* **Challenge**
Start at the line that contains "Return the outline of every instance of the blue" and go to the end of the entries. Rewrite those lines with "blue clipboard" changed to "green clipboard" and everything else left as it is.

=== Raw records ===

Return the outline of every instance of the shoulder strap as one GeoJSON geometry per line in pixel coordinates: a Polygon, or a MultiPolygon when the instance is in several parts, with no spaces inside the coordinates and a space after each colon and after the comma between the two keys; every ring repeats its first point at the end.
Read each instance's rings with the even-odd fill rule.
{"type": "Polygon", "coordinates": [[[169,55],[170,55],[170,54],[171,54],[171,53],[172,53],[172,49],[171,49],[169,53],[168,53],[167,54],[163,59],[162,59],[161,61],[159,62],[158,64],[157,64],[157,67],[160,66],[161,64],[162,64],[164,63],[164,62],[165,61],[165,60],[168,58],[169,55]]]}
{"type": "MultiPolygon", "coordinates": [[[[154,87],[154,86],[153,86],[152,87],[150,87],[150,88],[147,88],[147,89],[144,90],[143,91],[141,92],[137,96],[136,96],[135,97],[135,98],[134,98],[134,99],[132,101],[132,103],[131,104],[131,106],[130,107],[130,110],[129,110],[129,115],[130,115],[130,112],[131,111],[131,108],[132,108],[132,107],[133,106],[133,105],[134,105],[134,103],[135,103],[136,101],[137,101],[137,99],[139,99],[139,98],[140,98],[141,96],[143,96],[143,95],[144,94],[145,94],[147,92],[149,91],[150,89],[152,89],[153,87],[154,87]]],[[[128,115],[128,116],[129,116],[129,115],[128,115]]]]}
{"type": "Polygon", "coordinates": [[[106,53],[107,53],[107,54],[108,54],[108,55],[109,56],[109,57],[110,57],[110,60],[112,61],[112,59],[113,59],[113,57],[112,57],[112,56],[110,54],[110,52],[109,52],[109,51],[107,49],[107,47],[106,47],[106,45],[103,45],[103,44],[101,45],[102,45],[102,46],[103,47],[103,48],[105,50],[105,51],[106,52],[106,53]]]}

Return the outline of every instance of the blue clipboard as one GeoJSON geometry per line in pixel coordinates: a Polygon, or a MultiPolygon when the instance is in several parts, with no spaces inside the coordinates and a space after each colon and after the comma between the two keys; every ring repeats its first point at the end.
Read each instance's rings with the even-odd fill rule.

===

* **Result of the task**
Return the outline of every instance of the green clipboard as one GeoJSON geometry per line in pixel coordinates: a Polygon, or a MultiPolygon when the instance is in several parts, with no spaces inside the coordinates and a space after each colon and after the comma between the two keys; every ring repeats its first point at the end.
Read each instance's rings with the even-odd fill rule.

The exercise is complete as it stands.